体の調子が悪いときに病院に行くと、よくお医者さんが胸をトントンと叩いたりすることがあります。聴診器を当てるというのではなく、トントンと叩いているのですが、一体何をしているのでしょうか。

●昔からあった打診

もちろんただ単に、遊びたいとか、患者を触りたいとか、トントンしたいからやっているわけではありません。ましてやお医者さんごっこのように、何ちゃてお医者さんのフリをしているわけでもありません。
患者さんの胸をトントンと叩くのはきちんとした診察法で『打診』と呼ばれている方法です。

あれれ、そんな胸をトントンしたぐらいで症状がわかるのかよ!と疑問に思う方もいるかもしれません。

実はこの打診には歴史がありまして、18世紀の半ばごろ、オランダにいたアウエンブルッガー医師が、酒場のおやじが酒樽をたたいて酒の残量を調べているのを見て考えついた診察法だといわれています。それがやがて、内科の診察法として伝えられるようになり、現在でも打診は診察の第一歩とも言われているくらいです。

●熟練した医師がやればスゴ技の診断法

いいかげんに叩いているようですが、実は指だ叩く位置は肺とその上部で、感触ではなくて音を聞くために行っています。
もし健康であるばあいは、肺の内部にはしっかりと空気が入っています。それをトントンと叩くことで空気の具合を聞き取って、以上の有無を判断しています。

## 課題 A
打診についての文章によると、医師が胸をトントンと叩くのは感触を確かめるためではありません。何のために叩いているのか、その理由も含めて説明してください。
## 課題 B
打診についての文章で、打診という診察法を考えついたといわれているのはどこにいた何という医師ですか。
## 課題 C
打診についての文章から、「もちろんただ単に、遊びたいと」を含む語句で始め、「思う方もいるかもしれません。」で終わる部分を、一字も変えずに書き写してください。

## データ内容
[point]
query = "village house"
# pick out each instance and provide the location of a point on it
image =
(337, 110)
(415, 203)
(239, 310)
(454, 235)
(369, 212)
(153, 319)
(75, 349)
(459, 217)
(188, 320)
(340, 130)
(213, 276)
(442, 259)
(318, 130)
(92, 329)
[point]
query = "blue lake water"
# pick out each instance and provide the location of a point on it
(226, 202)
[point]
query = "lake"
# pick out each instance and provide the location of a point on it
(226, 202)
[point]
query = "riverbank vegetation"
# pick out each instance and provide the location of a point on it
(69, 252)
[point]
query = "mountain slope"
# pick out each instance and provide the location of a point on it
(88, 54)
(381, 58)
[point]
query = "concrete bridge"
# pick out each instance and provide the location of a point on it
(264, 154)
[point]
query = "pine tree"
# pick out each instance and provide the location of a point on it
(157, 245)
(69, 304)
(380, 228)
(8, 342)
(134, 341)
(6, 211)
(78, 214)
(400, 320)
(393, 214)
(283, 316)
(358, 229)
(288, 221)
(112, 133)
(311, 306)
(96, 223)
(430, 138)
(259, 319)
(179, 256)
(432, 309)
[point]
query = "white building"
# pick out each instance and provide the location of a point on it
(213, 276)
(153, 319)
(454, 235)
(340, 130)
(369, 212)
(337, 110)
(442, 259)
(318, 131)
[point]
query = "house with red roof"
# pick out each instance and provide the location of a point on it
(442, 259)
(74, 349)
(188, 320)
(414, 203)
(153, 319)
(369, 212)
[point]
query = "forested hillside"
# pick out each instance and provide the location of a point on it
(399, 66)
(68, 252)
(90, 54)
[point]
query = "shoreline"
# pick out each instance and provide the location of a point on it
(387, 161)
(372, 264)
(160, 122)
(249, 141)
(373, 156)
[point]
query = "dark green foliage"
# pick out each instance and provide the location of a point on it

## 解答 A
音を聞くために叩いています。健康な場合は肺の内部に空気がしっかり入っているので、叩いたときの音から空気の具合を聞き取り、判断しています。

## 解答 B
オランダにいたアウエンブルッガー医師です。

## 解答 C
もちろんただ単に、遊びたいとか、患者を触りたいとか、トントンしたいからやっているわけではありません。ましてやお医者さんごっこのように、何ちゃてお医者さんのフリをしているわけでもありません。
患者さんの胸をトントンと叩くのはきちんとした診察法で『打診』と呼ばれている方法です。

あれれ、そんな胸をトントンしたぐらいで症状がわかるのかよ!と疑問に思う方もいるかもしれません。